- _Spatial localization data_
==================================================

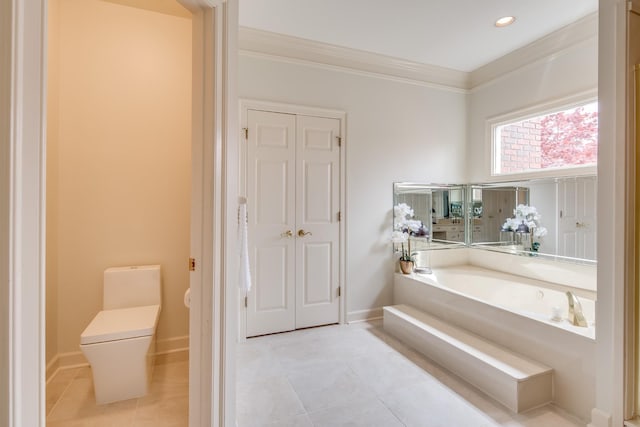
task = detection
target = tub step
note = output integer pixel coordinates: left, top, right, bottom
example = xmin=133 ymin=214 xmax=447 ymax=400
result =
xmin=383 ymin=304 xmax=553 ymax=413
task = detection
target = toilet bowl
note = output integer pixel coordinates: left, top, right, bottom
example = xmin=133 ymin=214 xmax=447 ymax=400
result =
xmin=80 ymin=265 xmax=161 ymax=404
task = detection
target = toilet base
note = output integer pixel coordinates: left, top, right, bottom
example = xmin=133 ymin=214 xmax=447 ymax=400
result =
xmin=80 ymin=334 xmax=155 ymax=405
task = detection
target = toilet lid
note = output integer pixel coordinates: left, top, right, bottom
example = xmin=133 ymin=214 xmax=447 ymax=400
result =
xmin=80 ymin=305 xmax=160 ymax=345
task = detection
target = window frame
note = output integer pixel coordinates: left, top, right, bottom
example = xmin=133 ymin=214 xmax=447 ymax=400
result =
xmin=487 ymin=90 xmax=598 ymax=180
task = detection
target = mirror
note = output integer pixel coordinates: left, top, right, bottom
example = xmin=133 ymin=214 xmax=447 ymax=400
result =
xmin=393 ymin=183 xmax=466 ymax=250
xmin=468 ymin=175 xmax=597 ymax=263
xmin=393 ymin=176 xmax=597 ymax=265
xmin=469 ymin=185 xmax=530 ymax=244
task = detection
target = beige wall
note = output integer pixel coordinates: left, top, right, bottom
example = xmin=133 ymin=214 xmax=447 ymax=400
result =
xmin=46 ymin=0 xmax=61 ymax=365
xmin=47 ymin=0 xmax=192 ymax=359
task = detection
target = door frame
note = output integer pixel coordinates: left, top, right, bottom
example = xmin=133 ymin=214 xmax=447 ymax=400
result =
xmin=1 ymin=0 xmax=237 ymax=426
xmin=238 ymin=99 xmax=347 ymax=340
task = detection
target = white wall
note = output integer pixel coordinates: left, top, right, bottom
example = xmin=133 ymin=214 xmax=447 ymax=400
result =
xmin=238 ymin=55 xmax=468 ymax=318
xmin=467 ymin=36 xmax=598 ymax=183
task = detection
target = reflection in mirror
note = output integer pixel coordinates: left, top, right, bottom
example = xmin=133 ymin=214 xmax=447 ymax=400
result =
xmin=470 ymin=186 xmax=529 ymax=243
xmin=469 ymin=176 xmax=597 ymax=263
xmin=393 ymin=183 xmax=466 ymax=247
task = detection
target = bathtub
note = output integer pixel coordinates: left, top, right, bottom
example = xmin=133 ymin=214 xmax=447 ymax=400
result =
xmin=413 ymin=265 xmax=595 ymax=338
xmin=394 ymin=264 xmax=596 ymax=421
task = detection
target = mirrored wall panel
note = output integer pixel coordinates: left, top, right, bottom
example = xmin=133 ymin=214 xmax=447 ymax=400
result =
xmin=393 ymin=176 xmax=597 ymax=265
xmin=468 ymin=176 xmax=596 ymax=262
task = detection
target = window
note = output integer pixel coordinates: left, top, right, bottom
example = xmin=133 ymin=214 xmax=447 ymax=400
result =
xmin=492 ymin=100 xmax=598 ymax=176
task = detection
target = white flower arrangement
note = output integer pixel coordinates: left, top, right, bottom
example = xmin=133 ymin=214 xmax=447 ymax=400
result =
xmin=392 ymin=202 xmax=429 ymax=262
xmin=391 ymin=230 xmax=408 ymax=244
xmin=393 ymin=203 xmax=414 ymax=230
xmin=502 ymin=204 xmax=548 ymax=239
xmin=393 ymin=203 xmax=427 ymax=235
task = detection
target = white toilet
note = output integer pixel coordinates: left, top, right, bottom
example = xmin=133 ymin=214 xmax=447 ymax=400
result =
xmin=80 ymin=265 xmax=162 ymax=404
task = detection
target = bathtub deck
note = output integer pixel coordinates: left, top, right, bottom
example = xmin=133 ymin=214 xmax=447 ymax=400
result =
xmin=383 ymin=304 xmax=553 ymax=413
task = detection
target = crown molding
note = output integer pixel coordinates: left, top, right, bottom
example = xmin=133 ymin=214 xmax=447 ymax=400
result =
xmin=470 ymin=12 xmax=598 ymax=89
xmin=238 ymin=26 xmax=471 ymax=91
xmin=239 ymin=12 xmax=598 ymax=93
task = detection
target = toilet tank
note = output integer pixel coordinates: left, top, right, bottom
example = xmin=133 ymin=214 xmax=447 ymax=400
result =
xmin=103 ymin=265 xmax=161 ymax=310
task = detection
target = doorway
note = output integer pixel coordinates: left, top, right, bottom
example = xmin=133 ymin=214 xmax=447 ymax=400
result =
xmin=45 ymin=0 xmax=192 ymax=424
xmin=240 ymin=101 xmax=346 ymax=338
xmin=3 ymin=0 xmax=234 ymax=425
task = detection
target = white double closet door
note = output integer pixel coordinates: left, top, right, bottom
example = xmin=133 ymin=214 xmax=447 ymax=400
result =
xmin=246 ymin=109 xmax=341 ymax=337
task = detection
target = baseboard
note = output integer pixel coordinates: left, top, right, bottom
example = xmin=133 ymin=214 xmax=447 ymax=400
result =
xmin=588 ymin=408 xmax=612 ymax=427
xmin=347 ymin=308 xmax=383 ymax=323
xmin=45 ymin=355 xmax=60 ymax=383
xmin=155 ymin=335 xmax=189 ymax=354
xmin=47 ymin=335 xmax=190 ymax=381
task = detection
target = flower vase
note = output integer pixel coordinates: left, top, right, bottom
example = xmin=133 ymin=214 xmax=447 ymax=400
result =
xmin=399 ymin=260 xmax=414 ymax=274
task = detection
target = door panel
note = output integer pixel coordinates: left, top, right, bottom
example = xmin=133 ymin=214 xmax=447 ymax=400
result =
xmin=304 ymin=162 xmax=333 ymax=223
xmin=295 ymin=115 xmax=340 ymax=329
xmin=246 ymin=110 xmax=296 ymax=337
xmin=302 ymin=243 xmax=333 ymax=305
xmin=256 ymin=161 xmax=289 ymax=224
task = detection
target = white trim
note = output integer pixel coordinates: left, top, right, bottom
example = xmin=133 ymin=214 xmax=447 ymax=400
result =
xmin=594 ymin=0 xmax=627 ymax=425
xmin=239 ymin=27 xmax=470 ymax=91
xmin=0 ymin=0 xmax=13 ymax=423
xmin=238 ymin=99 xmax=347 ymax=339
xmin=239 ymin=50 xmax=469 ymax=94
xmin=470 ymin=12 xmax=599 ymax=89
xmin=3 ymin=0 xmax=47 ymax=426
xmin=185 ymin=1 xmax=236 ymax=425
xmin=347 ymin=308 xmax=384 ymax=324
xmin=181 ymin=1 xmax=237 ymax=425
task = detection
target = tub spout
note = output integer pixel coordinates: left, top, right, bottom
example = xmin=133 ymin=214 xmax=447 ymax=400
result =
xmin=566 ymin=291 xmax=588 ymax=327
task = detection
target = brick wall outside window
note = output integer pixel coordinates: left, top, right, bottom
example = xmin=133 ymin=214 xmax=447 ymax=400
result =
xmin=499 ymin=118 xmax=543 ymax=174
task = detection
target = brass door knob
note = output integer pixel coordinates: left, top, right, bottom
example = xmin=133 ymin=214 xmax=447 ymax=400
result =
xmin=281 ymin=230 xmax=293 ymax=238
xmin=298 ymin=229 xmax=312 ymax=237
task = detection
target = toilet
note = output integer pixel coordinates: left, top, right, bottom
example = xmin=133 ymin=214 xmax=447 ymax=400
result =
xmin=80 ymin=265 xmax=161 ymax=404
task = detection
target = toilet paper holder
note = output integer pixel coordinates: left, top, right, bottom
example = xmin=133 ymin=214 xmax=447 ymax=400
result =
xmin=184 ymin=288 xmax=191 ymax=308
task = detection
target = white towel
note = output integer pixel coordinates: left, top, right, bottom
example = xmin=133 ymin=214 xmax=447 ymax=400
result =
xmin=238 ymin=203 xmax=252 ymax=293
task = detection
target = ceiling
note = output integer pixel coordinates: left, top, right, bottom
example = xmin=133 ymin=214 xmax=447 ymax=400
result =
xmin=239 ymin=0 xmax=598 ymax=72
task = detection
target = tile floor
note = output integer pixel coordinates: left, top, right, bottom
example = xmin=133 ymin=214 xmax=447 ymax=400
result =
xmin=236 ymin=320 xmax=586 ymax=427
xmin=46 ymin=320 xmax=586 ymax=427
xmin=46 ymin=352 xmax=188 ymax=426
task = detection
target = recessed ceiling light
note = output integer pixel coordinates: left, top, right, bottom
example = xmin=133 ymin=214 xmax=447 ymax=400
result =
xmin=495 ymin=16 xmax=516 ymax=27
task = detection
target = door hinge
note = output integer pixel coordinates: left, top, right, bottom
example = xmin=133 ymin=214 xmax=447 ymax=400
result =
xmin=338 ymin=211 xmax=341 ymax=222
xmin=337 ymin=286 xmax=341 ymax=297
xmin=244 ymin=296 xmax=248 ymax=308
xmin=189 ymin=257 xmax=196 ymax=271
xmin=336 ymin=136 xmax=342 ymax=147
xmin=243 ymin=127 xmax=248 ymax=139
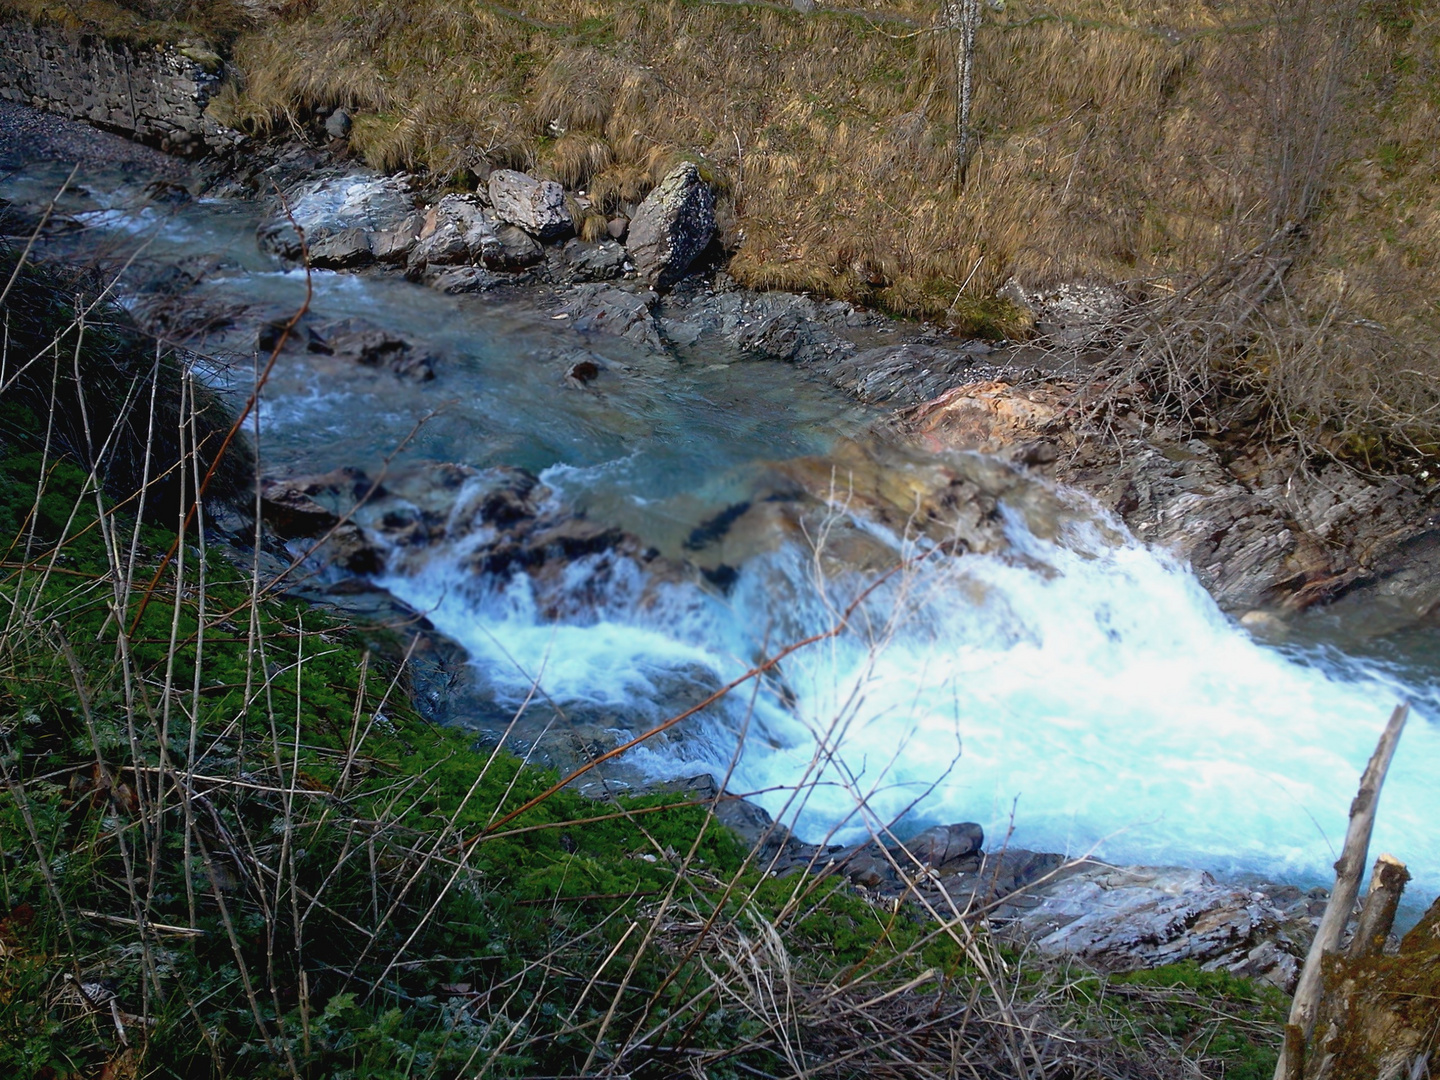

==================================================

- _Problem requirements_
Filter the records above down to the lines that hold the string "frame".

- _Answer space_
target = window frame
target = door frame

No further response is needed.